This article has been revised and corrected from the original version.
The European Union has approved Microsoft Co.’s long-awaited acquisition of Santa Monica-based Activision Blizzard Inc., but the deal still faces big hurdles.
The $68.7 billion acquisition would make Microsoft the third largest gaming company in the world. As it stands today, Activision is one of the biggest companies in the Los Angeles area, ranking third in terms of market capitalization behind the Walt Disney Co., and Thousand Oaks-based Amgen Inc., respectively. Microsoft announced its intent for the all-cash deal in January 2022, and Activision shareholders approved it in April 2023.
While the EU has dropped its opposition, the Federal Trade Commission and the U.K Competition and Markets Authority are both still standing in the way of the merger, arguing that it could stifle competition in the video game and cloud-gaming market.
“We intend to meaningfully expand our investment and workforce throughout the EU and we’re excited for the benefits our transaction brings to players in Europe and around the world,” Activision Chief Executive Bobby Kotick said in a statement.

== WRITTEN INSTRUCTION ==
Write the next part of the article on Microsoft's acquisition of Activision Blizzard, starting after its final sentence.

== LISTED RECORDS ==
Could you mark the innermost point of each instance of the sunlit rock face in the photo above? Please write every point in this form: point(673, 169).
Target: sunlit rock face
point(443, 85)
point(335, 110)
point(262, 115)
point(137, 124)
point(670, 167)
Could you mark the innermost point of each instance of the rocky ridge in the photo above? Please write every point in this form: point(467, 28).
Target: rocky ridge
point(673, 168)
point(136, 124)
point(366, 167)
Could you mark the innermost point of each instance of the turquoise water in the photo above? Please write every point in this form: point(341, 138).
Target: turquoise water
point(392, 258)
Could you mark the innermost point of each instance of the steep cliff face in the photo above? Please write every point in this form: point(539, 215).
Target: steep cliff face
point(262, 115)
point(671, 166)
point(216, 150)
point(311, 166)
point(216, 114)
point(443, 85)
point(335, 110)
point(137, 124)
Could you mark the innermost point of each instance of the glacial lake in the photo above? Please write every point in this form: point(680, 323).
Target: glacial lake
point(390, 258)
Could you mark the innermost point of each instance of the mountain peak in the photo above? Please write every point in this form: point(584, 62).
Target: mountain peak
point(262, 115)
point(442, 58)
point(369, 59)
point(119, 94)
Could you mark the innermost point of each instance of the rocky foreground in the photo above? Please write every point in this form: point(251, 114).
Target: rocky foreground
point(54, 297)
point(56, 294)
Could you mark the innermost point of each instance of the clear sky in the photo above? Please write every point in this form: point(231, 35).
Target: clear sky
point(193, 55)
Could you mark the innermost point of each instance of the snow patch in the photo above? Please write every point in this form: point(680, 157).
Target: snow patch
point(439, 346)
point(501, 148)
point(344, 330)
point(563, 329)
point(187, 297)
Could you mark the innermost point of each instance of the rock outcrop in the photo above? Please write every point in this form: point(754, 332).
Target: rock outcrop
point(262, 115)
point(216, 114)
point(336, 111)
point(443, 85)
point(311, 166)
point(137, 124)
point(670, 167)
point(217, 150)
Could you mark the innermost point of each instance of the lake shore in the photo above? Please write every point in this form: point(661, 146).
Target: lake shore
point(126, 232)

== RIGHT ANSWER ==
Mutual benefits
Activision owns major franchise titles such as “Call of Duty” and “Diablo” and has a market capitalization upwards of $60 billion. Peer Fiss, a professor of management and organization at the USC Marshall School of Business, said that both sides would win should the deal go through. Amid international pushback, he said that Microsoft may be motivated to keep going in order to prevent its competitors, such as Sony, from buying Activision.
“Activision gets, of course, access to Microsoft’s tech, their human capital and finances to improve their offerings and their features, and really a robust technology infrastructure to support its operations,” Fiss said. “Microsoft is lacking a presence in mobile gaming and the acquisition of Activision provides them with what they have so far not been able to build.”
The deal has a reported deadline of July 18, after which Microsoft may have to pay a $3 billion breakup fee to Activision if it falls apart.
Clashing cultures
In addition to its content library, Microsoft is by extension purchasing Activision’s notoriously troublesome work environment. Activision agreed to pay $35 million to the Securities and Exchange Commission in February to settle charges that it failed to maintain disclosure controls and procedures, as well as charges that it violated an SEC whistleblower protection rule. The company also settled a lawsuit in March 2022 with the Equal Employment Opportunity Commission regarding its allegation that Activision “subject(ed) employees to sexual harassment, pregnancy discrimination and retaliation related to sexual harassment or pregnancy discrimination.” As part of the settlement, Activision created an $18 million fund for eligible claimants who experienced such conditions during their employment at Activision.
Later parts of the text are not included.